__OBJECTIVE__. Please write out every line of the rows below as a numbered list, skipping any blank lines.

* Begin SUPPLIED RECORDS *

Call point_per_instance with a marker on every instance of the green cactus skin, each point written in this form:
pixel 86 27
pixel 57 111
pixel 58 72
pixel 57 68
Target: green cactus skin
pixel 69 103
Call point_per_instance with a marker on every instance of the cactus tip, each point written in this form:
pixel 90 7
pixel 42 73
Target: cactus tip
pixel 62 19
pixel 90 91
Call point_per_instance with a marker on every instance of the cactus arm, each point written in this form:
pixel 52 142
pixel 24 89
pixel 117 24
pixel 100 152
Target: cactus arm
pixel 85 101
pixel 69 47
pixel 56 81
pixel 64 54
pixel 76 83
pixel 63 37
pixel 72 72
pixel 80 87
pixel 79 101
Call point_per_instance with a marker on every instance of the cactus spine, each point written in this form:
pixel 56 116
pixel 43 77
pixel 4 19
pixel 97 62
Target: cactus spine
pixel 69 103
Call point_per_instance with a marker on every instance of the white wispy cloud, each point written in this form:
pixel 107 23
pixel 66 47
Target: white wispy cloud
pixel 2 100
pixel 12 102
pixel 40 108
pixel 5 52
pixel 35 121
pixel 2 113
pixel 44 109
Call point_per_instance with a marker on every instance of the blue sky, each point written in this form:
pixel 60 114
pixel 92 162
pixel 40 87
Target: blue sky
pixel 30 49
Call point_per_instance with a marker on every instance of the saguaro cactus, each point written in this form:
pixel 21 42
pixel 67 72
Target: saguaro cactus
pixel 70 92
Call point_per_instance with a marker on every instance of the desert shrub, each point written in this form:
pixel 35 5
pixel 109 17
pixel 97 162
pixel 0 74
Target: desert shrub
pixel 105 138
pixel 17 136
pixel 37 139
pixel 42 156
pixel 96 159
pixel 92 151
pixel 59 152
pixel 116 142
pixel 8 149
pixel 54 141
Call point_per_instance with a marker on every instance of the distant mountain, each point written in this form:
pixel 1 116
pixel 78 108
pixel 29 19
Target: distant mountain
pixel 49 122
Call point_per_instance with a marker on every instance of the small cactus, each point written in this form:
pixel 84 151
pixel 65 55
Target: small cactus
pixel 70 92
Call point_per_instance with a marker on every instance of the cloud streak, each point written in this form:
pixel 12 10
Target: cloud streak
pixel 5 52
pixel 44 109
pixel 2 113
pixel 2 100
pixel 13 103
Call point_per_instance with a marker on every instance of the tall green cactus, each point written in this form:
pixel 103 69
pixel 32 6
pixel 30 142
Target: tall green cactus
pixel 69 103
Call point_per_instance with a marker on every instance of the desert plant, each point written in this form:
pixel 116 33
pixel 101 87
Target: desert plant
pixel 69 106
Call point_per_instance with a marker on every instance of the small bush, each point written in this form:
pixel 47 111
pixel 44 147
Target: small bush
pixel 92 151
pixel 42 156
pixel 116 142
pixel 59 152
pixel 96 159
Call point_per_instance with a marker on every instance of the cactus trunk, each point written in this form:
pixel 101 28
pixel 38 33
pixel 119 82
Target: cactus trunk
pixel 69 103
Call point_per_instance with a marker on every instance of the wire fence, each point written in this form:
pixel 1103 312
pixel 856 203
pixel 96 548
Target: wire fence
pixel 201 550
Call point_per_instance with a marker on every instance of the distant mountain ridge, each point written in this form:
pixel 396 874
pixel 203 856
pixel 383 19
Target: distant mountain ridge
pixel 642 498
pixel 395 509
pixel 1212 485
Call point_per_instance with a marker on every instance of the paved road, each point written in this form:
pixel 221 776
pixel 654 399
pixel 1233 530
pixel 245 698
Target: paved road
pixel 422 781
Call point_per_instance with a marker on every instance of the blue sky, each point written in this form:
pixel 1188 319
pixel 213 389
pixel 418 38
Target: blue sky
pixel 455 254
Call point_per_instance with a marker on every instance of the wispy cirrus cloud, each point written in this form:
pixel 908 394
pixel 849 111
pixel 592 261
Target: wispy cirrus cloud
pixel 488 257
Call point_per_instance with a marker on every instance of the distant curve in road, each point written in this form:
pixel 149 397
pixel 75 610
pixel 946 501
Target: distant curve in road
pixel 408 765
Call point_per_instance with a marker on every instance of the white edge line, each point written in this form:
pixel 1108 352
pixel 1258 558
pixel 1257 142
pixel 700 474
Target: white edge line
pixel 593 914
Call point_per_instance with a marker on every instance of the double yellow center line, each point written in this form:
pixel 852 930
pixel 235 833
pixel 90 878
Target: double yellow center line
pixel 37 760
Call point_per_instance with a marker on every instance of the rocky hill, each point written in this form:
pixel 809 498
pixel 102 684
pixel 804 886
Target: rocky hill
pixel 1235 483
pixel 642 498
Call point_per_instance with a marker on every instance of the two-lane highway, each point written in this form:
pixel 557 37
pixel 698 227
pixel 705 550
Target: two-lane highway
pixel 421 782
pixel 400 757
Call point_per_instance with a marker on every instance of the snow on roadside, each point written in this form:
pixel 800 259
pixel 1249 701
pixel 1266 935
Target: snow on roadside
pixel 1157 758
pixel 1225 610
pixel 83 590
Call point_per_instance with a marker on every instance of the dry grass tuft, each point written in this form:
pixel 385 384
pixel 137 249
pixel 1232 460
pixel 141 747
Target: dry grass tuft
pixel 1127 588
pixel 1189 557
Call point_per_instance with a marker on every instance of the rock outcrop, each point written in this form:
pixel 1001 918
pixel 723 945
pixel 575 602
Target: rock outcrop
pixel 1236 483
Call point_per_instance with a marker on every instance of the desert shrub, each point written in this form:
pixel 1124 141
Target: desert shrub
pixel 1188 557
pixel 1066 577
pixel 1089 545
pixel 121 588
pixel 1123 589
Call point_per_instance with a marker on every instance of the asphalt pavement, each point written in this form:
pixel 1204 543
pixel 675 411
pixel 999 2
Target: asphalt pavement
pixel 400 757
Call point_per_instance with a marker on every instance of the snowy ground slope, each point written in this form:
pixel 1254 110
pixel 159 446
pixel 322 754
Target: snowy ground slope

* End SUPPLIED RECORDS *

__TASK ANSWER__.
1. Call point_per_instance with a marker on every instance of the green cactus skin, each point written in this form:
2. pixel 86 27
3. pixel 57 111
4. pixel 58 72
5. pixel 57 68
6. Target: green cactus skin
7. pixel 69 103
8. Call point_per_instance with a marker on every instance of the cactus tip, each point written in this form:
9. pixel 90 7
10. pixel 42 73
11. Target: cactus tip
12. pixel 62 19
13. pixel 90 91
14. Call point_per_instance with a marker on every instance of the cactus arm, each point written in this form:
15. pixel 52 142
16. pixel 24 89
17. pixel 117 24
18. pixel 100 152
19. Target: cactus arm
20. pixel 85 101
21. pixel 69 47
22. pixel 56 81
23. pixel 64 54
24. pixel 76 83
25. pixel 63 37
26. pixel 72 72
27. pixel 80 87
28. pixel 79 101
29. Call point_per_instance with a marker on every instance of the cactus spine, each point written in this form:
30. pixel 56 116
31. pixel 43 77
32. pixel 4 19
33. pixel 97 62
34. Target: cactus spine
35. pixel 69 103
36. Call point_per_instance with a marker on every instance of the white wispy cloud, each point written in this form:
37. pixel 107 23
38. pixel 66 47
39. Target: white wispy cloud
40. pixel 2 100
41. pixel 12 102
42. pixel 40 108
43. pixel 5 52
44. pixel 35 121
45. pixel 2 113
46. pixel 44 109
47. Call point_per_instance with a marker on every instance of the blue sky, each point written in this form:
48. pixel 60 114
49. pixel 92 162
50. pixel 40 87
51. Target: blue sky
52. pixel 30 49
53. Call point_per_instance with a marker on every instance of the saguaro cactus, each point written in this form:
54. pixel 21 42
55. pixel 67 72
56. Target: saguaro cactus
57. pixel 70 92
58. Call point_per_instance with a marker on every instance of the desert shrub, each point written in this form:
59. pixel 35 5
60. pixel 109 17
61. pixel 97 162
62. pixel 0 74
63. Target: desert shrub
64. pixel 105 138
65. pixel 17 136
66. pixel 37 139
67. pixel 42 156
68. pixel 96 159
69. pixel 92 151
70. pixel 59 152
71. pixel 116 142
72. pixel 8 149
73. pixel 54 141
74. Call point_per_instance with a marker on every instance of the distant mountain, each point written in this form:
75. pixel 1 116
76. pixel 78 108
77. pixel 29 19
78. Target: distant mountain
79. pixel 49 122
80. Call point_per_instance with a marker on every instance of the small cactus, each point written in this form:
81. pixel 84 151
82. pixel 65 55
83. Target: small cactus
84. pixel 70 92
85. Call point_per_instance with a marker on every instance of the cloud streak, each point written in this form:
86. pixel 12 10
87. Target: cloud streak
88. pixel 5 52
89. pixel 44 109
90. pixel 2 113
91. pixel 2 100
92. pixel 13 103
93. Call point_per_instance with a marker on every instance of the tall green cactus, each point written in this form:
94. pixel 103 69
95. pixel 32 6
96. pixel 30 142
97. Target: tall green cactus
98. pixel 69 103
99. Call point_per_instance with a marker on every instance of the desert plant, each point written in this form:
100. pixel 116 33
101. pixel 101 87
102. Target: desert plant
103. pixel 69 106
104. Call point_per_instance with a marker on every instance of the small bush, each point written in this form:
105. pixel 47 111
106. pixel 44 147
107. Target: small bush
108. pixel 92 151
109. pixel 42 156
110. pixel 116 142
111. pixel 59 152
112. pixel 96 159
113. Call point_per_instance with a marker on every instance of the cactus trunk, each point written in this form:
114. pixel 101 28
115. pixel 38 33
116. pixel 119 82
117. Target: cactus trunk
118. pixel 69 103
119. Call point_per_instance with a marker on every instance of the wire fence, each point written in this form:
120. pixel 1103 312
121. pixel 856 203
122. pixel 96 548
123. Target: wire fence
124. pixel 201 550
125. Call point_per_instance with a marker on every instance of the distant mountain ridge, each point written in this form:
126. pixel 396 874
127. pixel 203 856
128. pixel 383 19
129. Target: distant mountain ridge
130. pixel 642 498
131. pixel 395 509
132. pixel 1212 485
133. Call point_per_instance with a marker on every instance of the paved road, each point written in this form:
134. pixel 221 776
135. pixel 654 399
136. pixel 1233 530
137. pixel 245 698
138. Target: paved road
139. pixel 422 781
140. Call point_per_instance with a marker on every instance of the blue sky, each point written in this form:
141. pixel 1188 319
142. pixel 213 389
143. pixel 418 38
144. Target: blue sky
145. pixel 455 254
146. Call point_per_instance with a marker on every instance of the wispy cirrus cloud, each point written in this form:
147. pixel 908 394
148. pixel 849 111
149. pixel 592 261
150. Target: wispy cirrus cloud
151. pixel 488 257
152. Call point_per_instance with a marker on every instance of the distant curve in road, each point written in this form:
153. pixel 149 397
154. pixel 75 610
155. pixel 946 501
156. Target: distant curve in road
157. pixel 408 765
158. Call point_per_instance with a marker on every instance of the white edge line, each point written in this form:
159. pixel 1108 352
160. pixel 1258 558
161. pixel 1257 142
162. pixel 700 474
163. Target: white edge line
164. pixel 593 914
165. Call point_per_instance with a marker on every instance of the double yellow center line, each point written in this form:
166. pixel 852 930
167. pixel 235 833
168. pixel 90 878
169. Target: double yellow center line
170. pixel 37 760
171. Call point_per_instance with a marker on every instance of the rocky hill, each point written in this form:
172. pixel 809 498
173. pixel 102 684
174. pixel 804 886
175. Target: rocky hill
176. pixel 1235 483
177. pixel 642 498
178. Call point_per_instance with a marker on every instance of the two-lane highway, each point written in this form:
179. pixel 557 37
180. pixel 698 227
181. pixel 705 550
182. Target: two-lane highway
183. pixel 421 782
184. pixel 400 757
185. Call point_per_instance with a marker on every instance of the snow on roadside, each point written in this form:
186. pixel 800 259
187. pixel 1249 701
188. pixel 1266 935
189. Target: snow on roadside
190. pixel 1157 758
191. pixel 1225 610
192. pixel 83 590
193. Call point_per_instance with a marker on every instance of the dry grass tuft, each point written in this form:
194. pixel 385 384
195. pixel 137 249
196. pixel 1232 460
197. pixel 141 747
198. Target: dry grass tuft
199. pixel 1127 588
200. pixel 1189 557
201. Call point_per_instance with a marker on every instance of the rock outcrop, each point written in this form:
202. pixel 1001 918
203. pixel 723 945
204. pixel 575 602
205. Target: rock outcrop
206. pixel 1236 483
207. Call point_per_instance with a marker on every instance of the desert shrub, each point written in this form:
208. pixel 1124 141
209. Target: desert shrub
210. pixel 1188 557
211. pixel 1066 577
212. pixel 1089 545
213. pixel 121 588
214. pixel 1123 589
215. Call point_per_instance with a marker on every instance of the asphalt pavement, each point written in this form:
216. pixel 1204 543
217. pixel 675 411
218. pixel 999 2
219. Target: asphalt pavement
220. pixel 400 757
221. Call point_per_instance with a marker on every instance of the snowy ground slope, each point written in this form:
222. pixel 1254 110
223. pixel 159 446
224. pixel 322 754
225. Target: snowy ground slope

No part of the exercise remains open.